# Task:
Rewrite the entries below as a numbered list, skipping blank lines and leaving out the pictures.

>> START

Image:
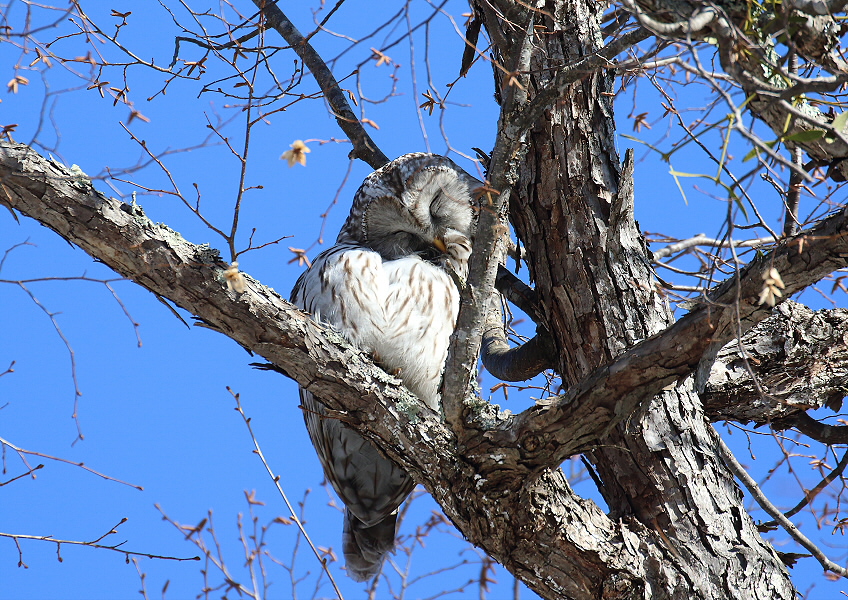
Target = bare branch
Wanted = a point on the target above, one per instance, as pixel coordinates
(363, 146)
(775, 513)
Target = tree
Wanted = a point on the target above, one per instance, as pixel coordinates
(641, 384)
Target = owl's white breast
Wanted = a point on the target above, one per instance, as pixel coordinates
(403, 311)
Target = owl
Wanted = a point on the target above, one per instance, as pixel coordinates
(386, 286)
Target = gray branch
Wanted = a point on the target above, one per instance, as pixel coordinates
(579, 552)
(793, 361)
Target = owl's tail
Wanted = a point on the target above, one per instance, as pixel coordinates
(365, 547)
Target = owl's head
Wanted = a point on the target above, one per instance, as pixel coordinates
(410, 204)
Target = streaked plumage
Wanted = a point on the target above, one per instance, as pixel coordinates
(386, 287)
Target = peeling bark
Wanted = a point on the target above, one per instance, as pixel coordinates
(795, 360)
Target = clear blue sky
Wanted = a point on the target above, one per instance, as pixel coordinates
(159, 415)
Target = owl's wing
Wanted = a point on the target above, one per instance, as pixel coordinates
(345, 288)
(371, 487)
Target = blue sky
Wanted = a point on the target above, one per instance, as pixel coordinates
(160, 415)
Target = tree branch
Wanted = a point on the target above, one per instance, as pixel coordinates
(578, 553)
(793, 361)
(545, 435)
(775, 513)
(363, 146)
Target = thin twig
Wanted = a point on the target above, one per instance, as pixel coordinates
(775, 512)
(276, 480)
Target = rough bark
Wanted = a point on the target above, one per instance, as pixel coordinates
(660, 467)
(677, 528)
(558, 543)
(795, 360)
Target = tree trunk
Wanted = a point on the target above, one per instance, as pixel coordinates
(573, 212)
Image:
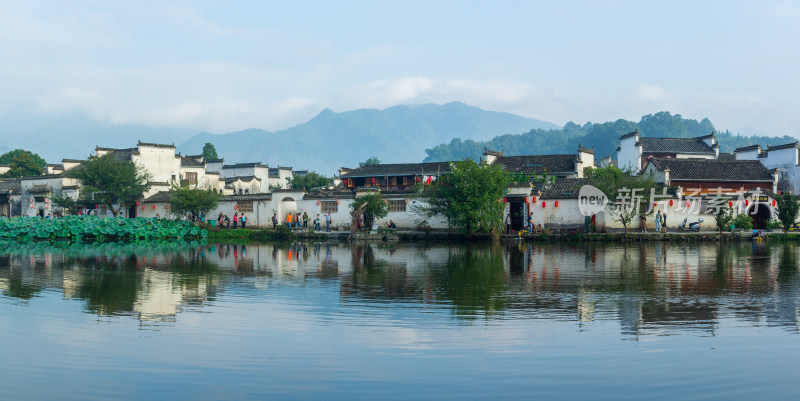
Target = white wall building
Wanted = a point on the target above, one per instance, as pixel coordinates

>> END

# Answer for this exercise:
1. Image:
2. Target = bare branch
3. Wanted = a point on the target above, one per instance, as pixel coordinates
4. (363, 146)
5. (775, 513)
6. Target = tree
7. Wanted = a point on the target above, one per instance, as pixel coordinates
8. (641, 384)
9. Target = owl's white breast
10. Wanted = a point on the target above, one per instance, as pixel coordinates
11. (403, 311)
12. Target = owl
13. Wanted = a point on the target above, one per instance, as pixel coordinates
14. (386, 286)
15. Target = gray branch
16. Wanted = a point on the target above, one per instance, as pixel coordinates
17. (579, 552)
18. (793, 361)
19. Target = owl's tail
20. Wanted = a point on the target above, one per instance, as pixel coordinates
21. (365, 547)
22. Target = owl's head
23. Wanted = a point on the target above, one per instance, as pixel coordinates
24. (410, 204)
25. Target = streaked plumage
26. Wanted = a point on the target above, one per instance, as pixel coordinates
27. (386, 287)
28. Target = peeling bark
29. Wanted = a point on the target above, one per instance, as pixel coordinates
30. (795, 360)
31. Target = clear blue sky
32. Wanted = a point on the target above, one per instance, as pixel coordinates
33. (159, 415)
34. Target = owl's wing
35. Wanted = a point on the target above, one per instance, as pixel coordinates
36. (345, 288)
37. (371, 487)
38. Target = blue sky
39. Wanted = a point on the target above, one per instance, as pixel coordinates
40. (160, 415)
41. Target = tree branch
42. Wanted = a point on the target above, one per instance, as pixel coordinates
43. (578, 553)
44. (793, 361)
45. (545, 435)
46. (775, 513)
47. (363, 146)
48. Target = thin twig
49. Wanted = a point on the target above, one per instance, as pixel coordinates
50. (775, 512)
51. (276, 480)
52. Target = rough bark
53. Wanted = a point on the target above, one per instance, as pixel coordinates
54. (660, 467)
55. (677, 528)
56. (558, 543)
57. (795, 360)
58. Target = tree trunk
59. Wanted = a point on the target above, one per instance, as pixel coordinates
60. (573, 212)
61. Image:
62. Target = white wall building
63. Wanted = a point on the target above, one per instance, as pixel coordinates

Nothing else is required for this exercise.